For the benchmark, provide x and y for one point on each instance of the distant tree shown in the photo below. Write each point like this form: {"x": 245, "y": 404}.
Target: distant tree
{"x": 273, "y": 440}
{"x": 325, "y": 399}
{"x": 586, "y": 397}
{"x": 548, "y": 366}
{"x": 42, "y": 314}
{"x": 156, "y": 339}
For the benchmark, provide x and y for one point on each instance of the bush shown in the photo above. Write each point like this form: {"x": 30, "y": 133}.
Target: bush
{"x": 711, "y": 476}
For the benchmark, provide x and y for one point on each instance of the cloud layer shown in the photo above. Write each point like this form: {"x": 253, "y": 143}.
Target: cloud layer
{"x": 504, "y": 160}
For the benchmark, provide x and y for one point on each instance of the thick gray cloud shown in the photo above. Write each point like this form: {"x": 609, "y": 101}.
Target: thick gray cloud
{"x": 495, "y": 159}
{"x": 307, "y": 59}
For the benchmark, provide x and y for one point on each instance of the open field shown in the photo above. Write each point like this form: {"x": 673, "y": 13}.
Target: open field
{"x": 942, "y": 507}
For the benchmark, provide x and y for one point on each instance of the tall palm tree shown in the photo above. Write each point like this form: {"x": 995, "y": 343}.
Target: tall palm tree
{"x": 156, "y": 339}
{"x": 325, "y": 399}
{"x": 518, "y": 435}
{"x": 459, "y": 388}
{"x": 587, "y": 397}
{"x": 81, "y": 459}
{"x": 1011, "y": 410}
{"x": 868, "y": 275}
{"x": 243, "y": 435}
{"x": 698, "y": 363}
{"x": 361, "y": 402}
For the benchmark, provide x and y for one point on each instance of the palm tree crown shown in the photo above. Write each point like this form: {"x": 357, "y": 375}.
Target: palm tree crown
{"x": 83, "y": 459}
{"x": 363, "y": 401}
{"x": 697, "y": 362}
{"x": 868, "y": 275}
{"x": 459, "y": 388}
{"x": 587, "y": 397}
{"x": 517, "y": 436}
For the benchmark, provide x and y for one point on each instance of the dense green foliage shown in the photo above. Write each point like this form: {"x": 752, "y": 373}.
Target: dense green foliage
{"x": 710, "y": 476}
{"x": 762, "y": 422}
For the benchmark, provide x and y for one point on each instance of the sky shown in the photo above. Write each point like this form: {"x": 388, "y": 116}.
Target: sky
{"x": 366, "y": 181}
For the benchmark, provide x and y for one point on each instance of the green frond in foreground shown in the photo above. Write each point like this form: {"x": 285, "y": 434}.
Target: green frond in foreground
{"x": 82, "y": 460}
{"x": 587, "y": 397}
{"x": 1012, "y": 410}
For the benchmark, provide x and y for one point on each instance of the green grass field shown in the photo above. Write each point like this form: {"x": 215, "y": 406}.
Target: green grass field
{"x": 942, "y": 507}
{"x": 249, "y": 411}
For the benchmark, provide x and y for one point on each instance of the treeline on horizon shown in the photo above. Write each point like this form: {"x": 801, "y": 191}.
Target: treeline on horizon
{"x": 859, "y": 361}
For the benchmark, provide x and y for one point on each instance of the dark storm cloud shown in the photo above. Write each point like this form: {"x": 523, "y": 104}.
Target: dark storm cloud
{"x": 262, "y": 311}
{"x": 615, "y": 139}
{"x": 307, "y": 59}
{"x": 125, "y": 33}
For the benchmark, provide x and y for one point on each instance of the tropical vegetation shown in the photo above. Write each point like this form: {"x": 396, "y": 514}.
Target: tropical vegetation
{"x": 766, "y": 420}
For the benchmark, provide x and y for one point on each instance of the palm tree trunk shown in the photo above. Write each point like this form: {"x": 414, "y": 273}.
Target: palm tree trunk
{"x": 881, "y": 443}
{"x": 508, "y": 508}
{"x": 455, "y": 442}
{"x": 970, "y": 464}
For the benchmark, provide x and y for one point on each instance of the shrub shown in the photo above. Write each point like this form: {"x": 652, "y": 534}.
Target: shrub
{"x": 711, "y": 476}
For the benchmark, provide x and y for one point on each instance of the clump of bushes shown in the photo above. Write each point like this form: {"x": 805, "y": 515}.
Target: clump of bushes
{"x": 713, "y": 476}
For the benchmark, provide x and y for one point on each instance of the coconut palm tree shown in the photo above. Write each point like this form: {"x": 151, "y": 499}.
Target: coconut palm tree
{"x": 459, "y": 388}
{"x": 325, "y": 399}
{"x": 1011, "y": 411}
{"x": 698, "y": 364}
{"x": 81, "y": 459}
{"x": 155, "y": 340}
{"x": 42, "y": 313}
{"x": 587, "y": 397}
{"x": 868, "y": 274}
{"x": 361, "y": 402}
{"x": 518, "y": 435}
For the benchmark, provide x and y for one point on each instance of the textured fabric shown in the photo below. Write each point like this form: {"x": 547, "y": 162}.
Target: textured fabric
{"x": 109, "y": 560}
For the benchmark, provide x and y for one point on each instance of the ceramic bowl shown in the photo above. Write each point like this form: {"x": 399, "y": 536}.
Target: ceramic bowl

..............................

» **Exercise details**
Copy every item above word for word, with each line unchanged and in its original order.

» **Completed task**
For the benchmark, provide x and y for one point on each instance of the distant tree shown in the photo below. Write each point like this form: {"x": 245, "y": 404}.
Target: distant tree
{"x": 273, "y": 440}
{"x": 325, "y": 399}
{"x": 586, "y": 397}
{"x": 548, "y": 366}
{"x": 42, "y": 314}
{"x": 156, "y": 339}
For the benchmark, provide x and y for one point on each instance of the bush shown in the photo above. Write each point like this form: {"x": 30, "y": 133}.
Target: bush
{"x": 711, "y": 476}
For the benchmark, provide x and y for one point on each instance of the cloud layer shown in the photo above. Write each point like this form: {"x": 253, "y": 143}.
Target: cloud layer
{"x": 504, "y": 160}
For the benchmark, provide x and y for one point on each instance of the thick gray cloud shown in the photo above. Write each point like this form: {"x": 609, "y": 101}.
Target: thick gray cloud
{"x": 495, "y": 159}
{"x": 307, "y": 59}
For the benchmark, provide x and y for one point on each instance of the open field shown in the photo above. Write each point like this form: {"x": 673, "y": 13}.
Target: open field
{"x": 942, "y": 507}
For the benchmark, provide x and y for one point on each instance of the tall palm tree shown in the photo above. Write each point like this form: {"x": 995, "y": 343}.
Target: tall palm tree
{"x": 156, "y": 339}
{"x": 325, "y": 399}
{"x": 518, "y": 435}
{"x": 459, "y": 388}
{"x": 587, "y": 397}
{"x": 81, "y": 459}
{"x": 1011, "y": 410}
{"x": 868, "y": 275}
{"x": 243, "y": 435}
{"x": 698, "y": 363}
{"x": 361, "y": 402}
For the benchmark, provide x and y for one point on each instance of the palm tree crown shown in the photo above. Write each point like this form: {"x": 357, "y": 375}.
Target: palm tree crown
{"x": 83, "y": 459}
{"x": 363, "y": 401}
{"x": 697, "y": 362}
{"x": 868, "y": 275}
{"x": 459, "y": 388}
{"x": 587, "y": 397}
{"x": 517, "y": 436}
For the benchmark, provide x and y for one point on each instance of the dense green foliage shown in the photo above. Write each point like this form: {"x": 752, "y": 373}.
Target: dense green foliage
{"x": 710, "y": 476}
{"x": 762, "y": 422}
For the benchmark, provide x and y for one point on each instance of the sky shown in the photo above. Write each point like this form: {"x": 388, "y": 116}.
Target: sky
{"x": 366, "y": 181}
For the benchmark, provide x and y for one point on each instance of the green frond in foreground shown in the photo above. Write each point like this form: {"x": 285, "y": 434}.
Target: green frond in foreground
{"x": 82, "y": 460}
{"x": 587, "y": 397}
{"x": 1012, "y": 410}
For the benchmark, provide x and y for one point on each instance of the green grass field shown in the photo above. Write each point like this form: {"x": 215, "y": 406}.
Target: green grass field
{"x": 942, "y": 507}
{"x": 249, "y": 411}
For the benchmark, provide x and y for one point on each instance of the treeline on horizon shown in the photo above. Write each point like this form: {"x": 801, "y": 191}.
Target: treeline on horizon
{"x": 859, "y": 361}
For the benchmark, provide x and y for one point on each instance of the dark storm cloud shown in the photo above. Write each point like this form: {"x": 523, "y": 104}.
Target: dark storm cloud
{"x": 262, "y": 311}
{"x": 615, "y": 139}
{"x": 307, "y": 59}
{"x": 125, "y": 33}
For the benchmark, provide x and y for one point on each instance of the tropical vegetation shown in the photo above. Write each point like this form: {"x": 396, "y": 514}.
Target: tropical vegetation
{"x": 766, "y": 420}
For the benchmark, provide x and y for one point on each instance of the palm tree trunk shown in the photo above. Write each point like this form: {"x": 414, "y": 273}.
Target: palm tree trunk
{"x": 881, "y": 443}
{"x": 508, "y": 508}
{"x": 455, "y": 442}
{"x": 970, "y": 464}
For the benchmark, provide x and y for one point on each instance of the shrub shown in the photo above. Write each point like this form: {"x": 652, "y": 534}.
Target: shrub
{"x": 711, "y": 476}
For the benchmark, provide x and y for one point on each instance of the clump of bushes shown in the photo above. Write each point like this form: {"x": 805, "y": 515}.
Target: clump of bushes
{"x": 713, "y": 476}
For the benchmark, provide x and y for one point on each instance of the coconut palm tree shown in the photo above. Write each point like this form: {"x": 151, "y": 499}.
Target: coconut palm tree
{"x": 459, "y": 388}
{"x": 325, "y": 399}
{"x": 1011, "y": 411}
{"x": 698, "y": 364}
{"x": 81, "y": 459}
{"x": 155, "y": 340}
{"x": 42, "y": 313}
{"x": 587, "y": 397}
{"x": 868, "y": 274}
{"x": 361, "y": 402}
{"x": 518, "y": 435}
For the benchmark, provide x and y for one point on each instance of the textured fabric shown in the photo below. Write each point like this form: {"x": 547, "y": 162}.
Target: textured fabric
{"x": 109, "y": 560}
For the benchmark, provide x and y for one point on each instance of the ceramic bowl shown in the photo above. Write each point like this form: {"x": 399, "y": 536}.
Target: ceramic bowl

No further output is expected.